TEXT BLOCK start
The ECB reported today that it “successfully” purchased €60 billion in bonds in March, meeting its goal under the new QE program. Mainstream finanshill media headlines repeated the “Success!” mantra. However, a closer look at the ECB’s balance sheet data suggests that perhaps that “success” was a hollow one.

The balance sheet did expand by €116 billion in March, but €97 billion of that was via a new TLTRO (Targeted Long Term Lending Operation) takedown on March 25. Apparently a net gain of only €19 billion came from the outright asset purchases. That’s because approximately €41 billion of weekly MRO (Main Refinancing Operations) and regular LTRO loans were paid down.

19 billion is barely a rounding error on the ECB’s €2.2 trillion balance sheet. It certainly won’t get the ECB to its goal of growing the balance sheet by a trillion. Nor will 100 billion in quarterly TLTRO, even assuming that the use of that program won’t continue to decline.

I have warned since the announcement of this latest iteration of QE that the banks very well might use the cash to pay down outstanding debt to the ECB. That appears to have happened in March. Banks historically have used funds from ECB long term lending operations to fund carry trades.The TLTRO cash is likely to be used to purchase US Treasuries or other safe securities in a carry trade. Banks are eligible for TLTRO funds as long as they meet minimal targets for loan growth. The ECB effectively has no control over what the banks do with the funds.
TEXT BLOCK end
ENTRIES start
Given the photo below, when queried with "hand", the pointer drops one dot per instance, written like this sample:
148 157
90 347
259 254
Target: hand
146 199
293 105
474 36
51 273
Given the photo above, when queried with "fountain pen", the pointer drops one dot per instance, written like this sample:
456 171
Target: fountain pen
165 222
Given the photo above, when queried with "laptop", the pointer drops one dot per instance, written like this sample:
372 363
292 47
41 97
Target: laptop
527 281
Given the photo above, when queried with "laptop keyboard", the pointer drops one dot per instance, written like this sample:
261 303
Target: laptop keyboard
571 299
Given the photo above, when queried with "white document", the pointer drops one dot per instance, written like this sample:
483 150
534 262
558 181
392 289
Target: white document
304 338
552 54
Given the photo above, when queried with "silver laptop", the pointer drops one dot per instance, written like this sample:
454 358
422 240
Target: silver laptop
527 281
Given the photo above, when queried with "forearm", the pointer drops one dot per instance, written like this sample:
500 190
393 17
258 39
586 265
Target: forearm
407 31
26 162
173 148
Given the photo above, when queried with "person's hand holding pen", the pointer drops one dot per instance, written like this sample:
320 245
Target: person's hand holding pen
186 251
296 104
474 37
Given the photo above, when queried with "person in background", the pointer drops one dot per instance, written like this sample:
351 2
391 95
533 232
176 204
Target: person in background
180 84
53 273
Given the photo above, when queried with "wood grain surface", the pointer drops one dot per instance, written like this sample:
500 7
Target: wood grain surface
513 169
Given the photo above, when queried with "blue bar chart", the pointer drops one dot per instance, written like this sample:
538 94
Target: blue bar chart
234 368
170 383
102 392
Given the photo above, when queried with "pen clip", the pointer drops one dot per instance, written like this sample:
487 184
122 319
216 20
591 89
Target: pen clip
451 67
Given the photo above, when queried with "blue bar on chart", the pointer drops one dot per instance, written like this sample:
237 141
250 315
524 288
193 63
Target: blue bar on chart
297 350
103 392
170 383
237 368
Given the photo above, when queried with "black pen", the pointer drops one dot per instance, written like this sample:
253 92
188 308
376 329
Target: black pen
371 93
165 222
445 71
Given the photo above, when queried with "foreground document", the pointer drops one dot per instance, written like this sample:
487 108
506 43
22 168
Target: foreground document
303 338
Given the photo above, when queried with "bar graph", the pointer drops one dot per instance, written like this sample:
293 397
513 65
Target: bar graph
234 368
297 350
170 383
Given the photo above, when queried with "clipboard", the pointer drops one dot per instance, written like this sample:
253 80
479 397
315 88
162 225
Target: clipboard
ENTRIES end
CHALLENGE A - In the text on the ECB's March bond purchases, how much of the balance sheet's March expansion came from the new TLTRO takedown on March 25?
CHALLENGE B - Sum up the text on the ECB's March bond purchases in two sentences.

REPLY A - €97 billion of the €116 billion expansion came from the new TLTRO takedown.

REPLY B - The ECB reported buying €60 billion in bonds in March, but most of its €116 billion balance sheet growth came from a €97 billion TLTRO takedown, leaving an apparent net gain of only €19 billion from outright purchases because about €41 billion of MRO and LTRO loans were paid down. The author argues that this falls far short of the goal of growing the balance sheet by a trillion, and that banks, over which the ECB effectively has no control, are likely to use TLTRO cash for carry trades in safe securities such as US Treasuries.